━━━ Data excerpts ━━━
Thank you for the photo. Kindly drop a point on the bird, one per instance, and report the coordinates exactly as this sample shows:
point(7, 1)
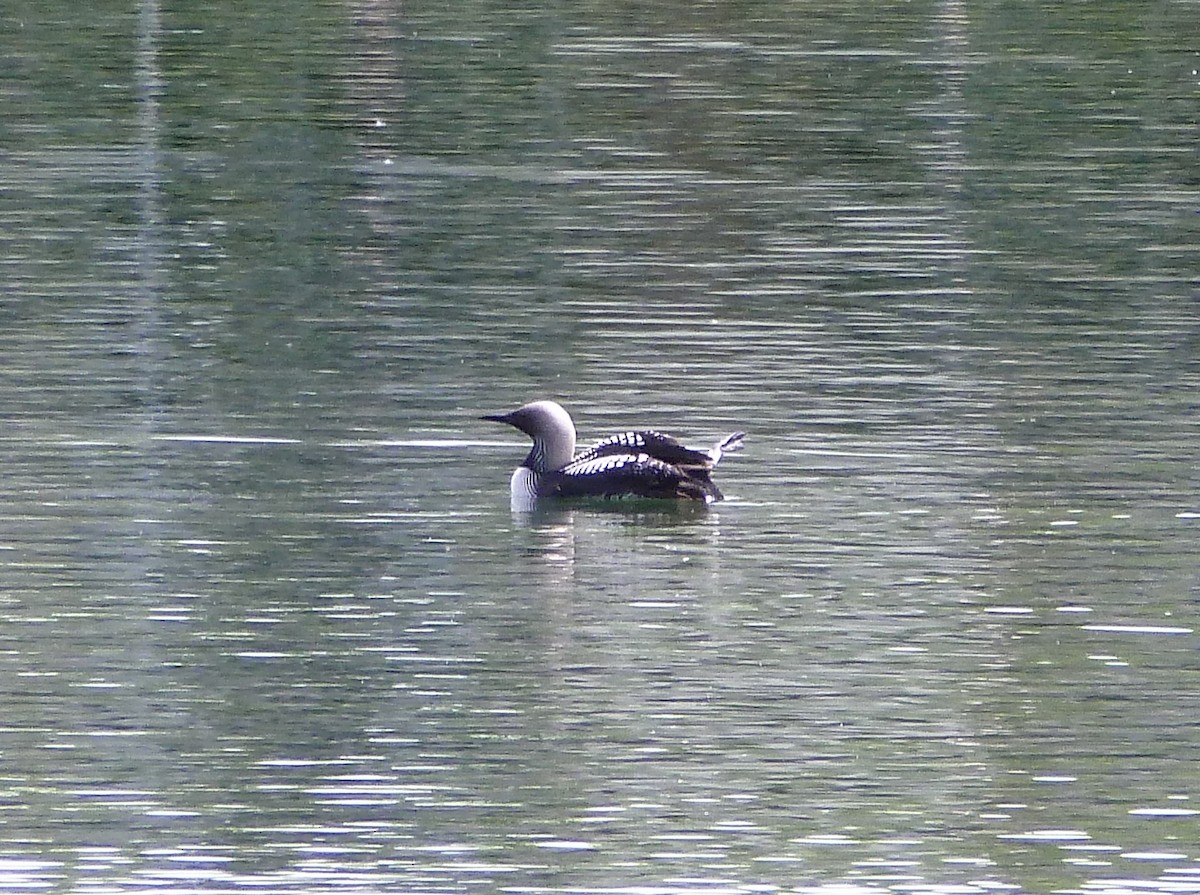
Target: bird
point(640, 463)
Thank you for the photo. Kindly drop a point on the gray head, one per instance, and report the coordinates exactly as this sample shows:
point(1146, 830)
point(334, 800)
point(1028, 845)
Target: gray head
point(550, 427)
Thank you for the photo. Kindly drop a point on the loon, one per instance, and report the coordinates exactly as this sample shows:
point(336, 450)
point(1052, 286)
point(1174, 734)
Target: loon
point(642, 463)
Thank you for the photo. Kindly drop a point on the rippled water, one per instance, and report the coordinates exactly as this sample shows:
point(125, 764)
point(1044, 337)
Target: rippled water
point(267, 623)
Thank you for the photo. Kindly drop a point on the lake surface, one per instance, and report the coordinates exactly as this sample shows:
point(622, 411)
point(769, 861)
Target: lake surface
point(267, 623)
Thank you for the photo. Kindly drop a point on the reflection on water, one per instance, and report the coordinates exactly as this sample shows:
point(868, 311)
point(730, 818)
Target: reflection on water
point(267, 620)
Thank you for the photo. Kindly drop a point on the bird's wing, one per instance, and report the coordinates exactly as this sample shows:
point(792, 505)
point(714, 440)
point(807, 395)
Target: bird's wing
point(657, 445)
point(631, 475)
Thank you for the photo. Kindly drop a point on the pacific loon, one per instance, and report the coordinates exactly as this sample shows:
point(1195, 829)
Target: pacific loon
point(642, 463)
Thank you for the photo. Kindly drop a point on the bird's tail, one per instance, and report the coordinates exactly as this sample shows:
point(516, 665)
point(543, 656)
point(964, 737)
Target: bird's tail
point(726, 445)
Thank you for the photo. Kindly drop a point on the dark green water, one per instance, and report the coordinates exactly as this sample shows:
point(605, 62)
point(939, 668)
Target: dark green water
point(267, 623)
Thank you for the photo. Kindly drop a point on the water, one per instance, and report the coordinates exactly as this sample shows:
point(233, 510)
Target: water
point(265, 619)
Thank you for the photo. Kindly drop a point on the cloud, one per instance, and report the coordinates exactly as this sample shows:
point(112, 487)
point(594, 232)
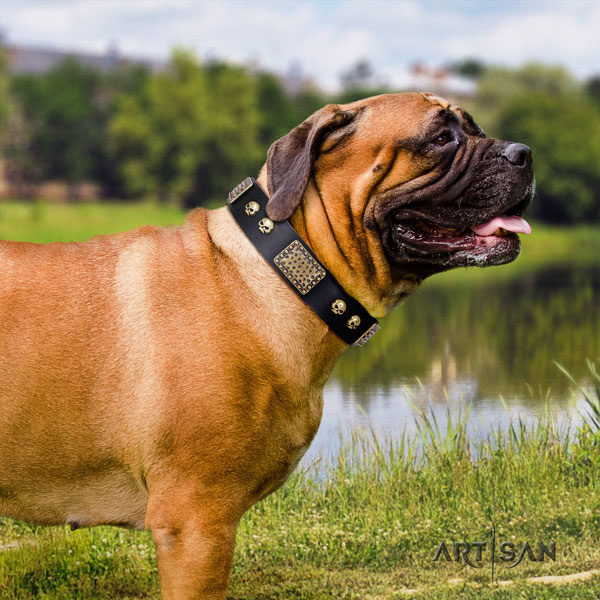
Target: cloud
point(324, 37)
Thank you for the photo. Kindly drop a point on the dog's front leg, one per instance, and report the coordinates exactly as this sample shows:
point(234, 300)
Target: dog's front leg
point(194, 547)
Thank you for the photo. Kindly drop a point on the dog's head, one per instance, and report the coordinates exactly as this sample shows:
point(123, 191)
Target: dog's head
point(394, 188)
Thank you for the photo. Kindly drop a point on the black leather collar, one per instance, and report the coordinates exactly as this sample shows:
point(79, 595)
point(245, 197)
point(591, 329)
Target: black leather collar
point(296, 264)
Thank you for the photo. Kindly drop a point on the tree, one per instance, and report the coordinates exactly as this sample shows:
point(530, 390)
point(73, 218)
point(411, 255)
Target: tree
point(191, 134)
point(64, 116)
point(564, 134)
point(592, 87)
point(469, 67)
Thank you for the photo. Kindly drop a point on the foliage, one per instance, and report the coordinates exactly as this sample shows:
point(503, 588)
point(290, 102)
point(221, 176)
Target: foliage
point(4, 96)
point(368, 528)
point(191, 134)
point(545, 108)
point(65, 116)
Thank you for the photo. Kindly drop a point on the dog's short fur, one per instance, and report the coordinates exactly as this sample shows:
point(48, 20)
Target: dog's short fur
point(168, 379)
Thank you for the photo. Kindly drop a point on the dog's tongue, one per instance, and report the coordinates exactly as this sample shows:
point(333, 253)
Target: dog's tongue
point(513, 223)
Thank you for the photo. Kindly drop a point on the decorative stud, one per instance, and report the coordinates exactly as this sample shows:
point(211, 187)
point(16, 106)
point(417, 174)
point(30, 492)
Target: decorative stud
point(301, 269)
point(252, 208)
point(240, 189)
point(338, 307)
point(266, 225)
point(353, 322)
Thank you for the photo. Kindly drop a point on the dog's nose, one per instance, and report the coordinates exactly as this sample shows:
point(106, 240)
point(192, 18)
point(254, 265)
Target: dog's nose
point(517, 154)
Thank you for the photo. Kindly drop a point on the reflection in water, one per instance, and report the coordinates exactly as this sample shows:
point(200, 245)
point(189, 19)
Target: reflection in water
point(460, 346)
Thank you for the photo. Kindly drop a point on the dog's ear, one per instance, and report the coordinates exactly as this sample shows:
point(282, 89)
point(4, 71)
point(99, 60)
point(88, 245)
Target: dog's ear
point(291, 158)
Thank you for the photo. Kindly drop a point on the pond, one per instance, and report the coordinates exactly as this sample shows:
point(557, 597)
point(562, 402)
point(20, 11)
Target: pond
point(488, 347)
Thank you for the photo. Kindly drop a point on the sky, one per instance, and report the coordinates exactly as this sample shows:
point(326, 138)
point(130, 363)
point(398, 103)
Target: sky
point(321, 37)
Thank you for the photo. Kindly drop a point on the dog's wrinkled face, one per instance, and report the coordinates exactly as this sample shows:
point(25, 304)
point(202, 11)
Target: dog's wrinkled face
point(408, 179)
point(465, 206)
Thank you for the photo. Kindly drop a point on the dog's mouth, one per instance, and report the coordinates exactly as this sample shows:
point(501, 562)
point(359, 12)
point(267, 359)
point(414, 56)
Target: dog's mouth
point(424, 246)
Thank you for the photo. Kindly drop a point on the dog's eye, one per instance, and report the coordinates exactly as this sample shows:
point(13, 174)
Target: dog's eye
point(443, 139)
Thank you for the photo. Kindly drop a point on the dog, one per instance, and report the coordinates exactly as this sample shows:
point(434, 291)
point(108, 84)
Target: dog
point(168, 378)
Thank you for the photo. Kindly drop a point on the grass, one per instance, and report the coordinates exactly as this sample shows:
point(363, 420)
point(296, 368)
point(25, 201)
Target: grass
point(369, 529)
point(43, 222)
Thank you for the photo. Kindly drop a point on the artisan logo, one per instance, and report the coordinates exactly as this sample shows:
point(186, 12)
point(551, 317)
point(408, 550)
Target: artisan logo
point(474, 553)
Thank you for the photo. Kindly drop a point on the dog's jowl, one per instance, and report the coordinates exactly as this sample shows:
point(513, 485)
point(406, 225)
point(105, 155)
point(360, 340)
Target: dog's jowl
point(168, 379)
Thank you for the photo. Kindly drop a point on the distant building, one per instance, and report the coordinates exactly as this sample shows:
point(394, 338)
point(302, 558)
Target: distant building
point(31, 59)
point(440, 80)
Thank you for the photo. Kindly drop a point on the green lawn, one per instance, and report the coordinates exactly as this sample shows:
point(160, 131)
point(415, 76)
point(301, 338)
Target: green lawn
point(369, 530)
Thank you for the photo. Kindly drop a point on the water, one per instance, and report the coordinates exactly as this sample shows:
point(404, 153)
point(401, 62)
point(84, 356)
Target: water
point(487, 348)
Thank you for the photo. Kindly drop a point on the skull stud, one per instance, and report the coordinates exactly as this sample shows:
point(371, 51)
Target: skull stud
point(265, 225)
point(338, 307)
point(252, 208)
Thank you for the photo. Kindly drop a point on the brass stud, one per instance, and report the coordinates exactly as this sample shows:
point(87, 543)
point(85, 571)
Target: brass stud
point(338, 307)
point(353, 322)
point(252, 208)
point(266, 225)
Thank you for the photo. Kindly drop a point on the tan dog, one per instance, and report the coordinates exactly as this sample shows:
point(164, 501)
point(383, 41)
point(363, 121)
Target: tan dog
point(168, 379)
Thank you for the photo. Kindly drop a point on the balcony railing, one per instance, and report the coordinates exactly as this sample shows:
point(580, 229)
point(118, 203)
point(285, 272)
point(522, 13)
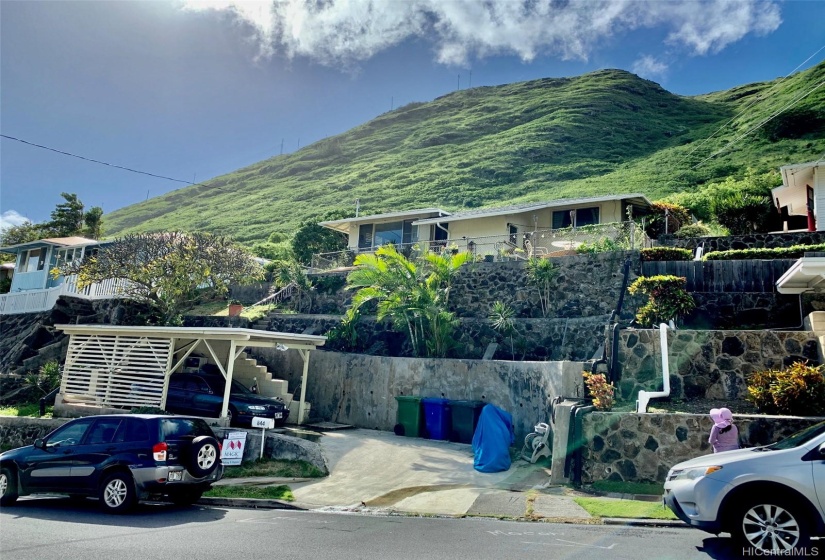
━━━
Switch "drop a point" to "place a point" throughout all the records and write them out again with nothing else changed. Leave out the pictures.

Task solution —
Thank you for the photo. Kindly place a point on the bird, one per instance, and report the coordinates exactly as this sample shows:
point(7, 1)
Target: bird
point(640, 463)
Thank you for the photo. Kindly place a point on the gray head, one per instance, and report the coordinates exactly as this sample shows:
point(1146, 830)
point(334, 800)
point(1028, 845)
Target: gray head
point(550, 427)
Thank you for the photo. Kindly place a point on the loon, one per instance, and report the coordinates exactly as this sample shows:
point(336, 450)
point(1052, 286)
point(1174, 734)
Target: loon
point(642, 463)
Thank you for the photo. Kindly place a point on the rippled water, one per instance, and report the coordinates exactly as this sample shows:
point(125, 764)
point(1044, 337)
Target: rippled water
point(267, 623)
Thank you for the photo. Kindly place a point on the lake surface, one per instance, and report the coordinates exactly as this sample shows:
point(622, 411)
point(769, 861)
Target: lake surface
point(267, 623)
Thank you for the photo. Kindly place a point on the reflection on water, one per instance, and report the coordinates exactly as this sample shows:
point(868, 311)
point(730, 818)
Target: reflection on water
point(267, 620)
Thank you for the photo. Kindly place a point on the bird's wing, one per instance, and report the coordinates exactly as this sample shows:
point(792, 505)
point(714, 440)
point(807, 395)
Target: bird's wing
point(657, 445)
point(631, 475)
Thank you for the photo. Kindly place a point on the pacific loon, one per instance, and report the coordinates exactly as this sample shows:
point(1195, 829)
Target: pacific loon
point(642, 463)
Thank you for the photo. Kindly place a point on the bird's tail, one per instance, and report the coordinates exactly as this sample shows:
point(516, 665)
point(543, 656)
point(964, 737)
Target: bird's tail
point(726, 445)
Thank you for the photo. Kindly place a point on the dark green water, one per instance, and report the coordinates exactly as this sample shows:
point(605, 62)
point(939, 668)
Target: dark green water
point(267, 623)
Thank you for the photo. Kindly place a point on the water, one per instance, and report the coordinates exactly as this sample shows:
point(233, 510)
Target: water
point(265, 619)
Thank you for the photo. Kindly place a point on the cloud, one per instance, and report the coordinates exactly as this sample shows:
point(112, 487)
point(594, 232)
Target: cloud
point(324, 37)
Thank you for the photo. Kindly place a point on the dog's front leg, one per instance, and report the coordinates exactly as this sample shows:
point(234, 300)
Target: dog's front leg
point(194, 547)
Thank you for the photo. Kindly place a point on the dog's head, one per instance, and report the coordinates exactly as this sample shows:
point(123, 191)
Target: dog's head
point(394, 188)
Thank you for the photo. Kindly place a point on the black leather collar, one per instance, and report the coordinates exactly as this sample shows:
point(79, 595)
point(245, 197)
point(591, 329)
Target: black leather collar
point(296, 264)
Thank you for the photo. Kindly place a point on the tree, one per instance, and report the coordinates exactly as this sample shows:
point(530, 390)
point(73, 218)
point(411, 255)
Target: tree
point(191, 134)
point(64, 116)
point(564, 134)
point(592, 87)
point(469, 67)
Thank you for the photo. Kindly place a point on the foliage, one per instance, and report the coordinates exactly as this sample shows:
point(503, 588)
point(290, 102)
point(221, 176)
Target: foliage
point(4, 96)
point(368, 528)
point(191, 134)
point(545, 108)
point(65, 116)
Thank you for the photo. Kindly place a point on the dog's short fur, one per instance, and report the coordinates exactly as this sample shows:
point(48, 20)
Target: dog's short fur
point(168, 379)
Thank you for the photo. Kindly place a point on the dog's tongue, one per instance, and report the coordinates exactly as this sample shows:
point(333, 253)
Target: dog's tongue
point(513, 223)
Thank you for the photo. Kindly place a point on the decorative stud, one per instance, and report the coordinates exactly as this sample shows:
point(211, 187)
point(16, 106)
point(417, 174)
point(30, 492)
Target: decorative stud
point(301, 269)
point(252, 208)
point(240, 189)
point(338, 307)
point(266, 225)
point(353, 322)
Thank you for the photo. Kindly place a point on the dog's nose, one per instance, and report the coordinates exactly as this sample shows:
point(106, 240)
point(192, 18)
point(254, 265)
Target: dog's nose
point(517, 154)
Thank you for the photo. Kindly place a point on the reflection in water, one per instance, and report the coordinates exactly as this sample shows:
point(200, 245)
point(189, 19)
Target: reflection in water
point(460, 346)
Thank you for the photo. Kindly place a point on the dog's ear, one per instance, and report the coordinates exactly as this sample shows:
point(282, 89)
point(4, 71)
point(99, 60)
point(88, 245)
Target: dog's ear
point(291, 158)
Thank you for the photo. Kindly place a point on the pond, one per instance, and report the coordinates exactly as this sample shows:
point(557, 597)
point(562, 402)
point(20, 11)
Target: pond
point(488, 347)
Thank you for the photo. Kindly place a point on the sky, one per instance, and report the coordinates exactly as this sample shows:
point(326, 138)
point(130, 363)
point(398, 103)
Target: sky
point(321, 37)
Thank you for the photo. Kindly place a point on the dog's wrinkled face, one per instance, and report the coordinates exactly as this sample shows:
point(25, 304)
point(202, 11)
Target: dog's wrinkled face
point(408, 179)
point(465, 206)
Thank you for the photo. Kindly place a point on the dog's mouth, one per instance, and report the coordinates exactly as this sample shows:
point(501, 562)
point(359, 12)
point(267, 359)
point(414, 56)
Target: dog's mouth
point(424, 246)
Thank you for the photo. Kindly place a point on the dog's eye, one per instance, and report the coordinates exactly as this sample shows:
point(13, 174)
Target: dog's eye
point(443, 139)
Thank you for the photo. Kindly place a point on the dog, one per instance, and report the coordinates exactly as this sample shows:
point(434, 291)
point(108, 84)
Target: dog
point(168, 378)
Thank you for the photo. Kindly place a point on the grass, one per instance, and report the coordinates exactly as this sample shows:
point(363, 420)
point(296, 368)
point(25, 201)
Target: grass
point(369, 529)
point(43, 222)
Thank you for the photo. Kindly place a point on the artisan logo, one per instance, and report the coordinates exactly as this sample shows:
point(186, 12)
point(551, 317)
point(408, 550)
Target: artisan logo
point(474, 553)
Thank you for the photo. Kindly place a point on the dog's jowl, one per instance, and report the coordinates exactly as this sample shows:
point(513, 485)
point(406, 225)
point(105, 155)
point(360, 340)
Target: dog's jowl
point(168, 379)
Thank you for the photo. Kindly place a point on the distant building, one per instance, and report the coordinates exactly as this sample shows:
point(394, 338)
point(302, 558)
Target: distant building
point(31, 59)
point(440, 80)
Thank you for the photo. Kindly place a point on the green lawn, one per instance, and report the coordinates exactly as this sample shows:
point(160, 131)
point(415, 76)
point(301, 338)
Target: green lawn
point(369, 530)
Thank you for the photo. Kindly place a point on the water, one per instance, and report the coordinates exactly as this sample shows:
point(404, 153)
point(401, 62)
point(84, 356)
Target: water
point(487, 348)
Thank you for the photo. Kindly place a point on the skull stud, one per instance, and report the coordinates exactly as this sample shows:
point(371, 51)
Target: skull stud
point(265, 225)
point(338, 307)
point(252, 208)
Thank you for the photo. Kindly place a point on the brass stud, one per instance, and report the coordinates exactly as this sample shows:
point(87, 543)
point(85, 571)
Target: brass stud
point(338, 307)
point(353, 322)
point(252, 208)
point(266, 225)
Thank you for the photo. Kindly place a point on the tan dog, one per instance, and report the coordinates exactly as this sample shows:
point(164, 501)
point(383, 41)
point(363, 121)
Target: tan dog
point(168, 379)
Thank you for the photo. Kindly place a point on the balcony railing, one per instance, and report the coordinates exactly as this sample shows:
point(580, 229)
point(118, 203)
point(285, 272)
point(522, 13)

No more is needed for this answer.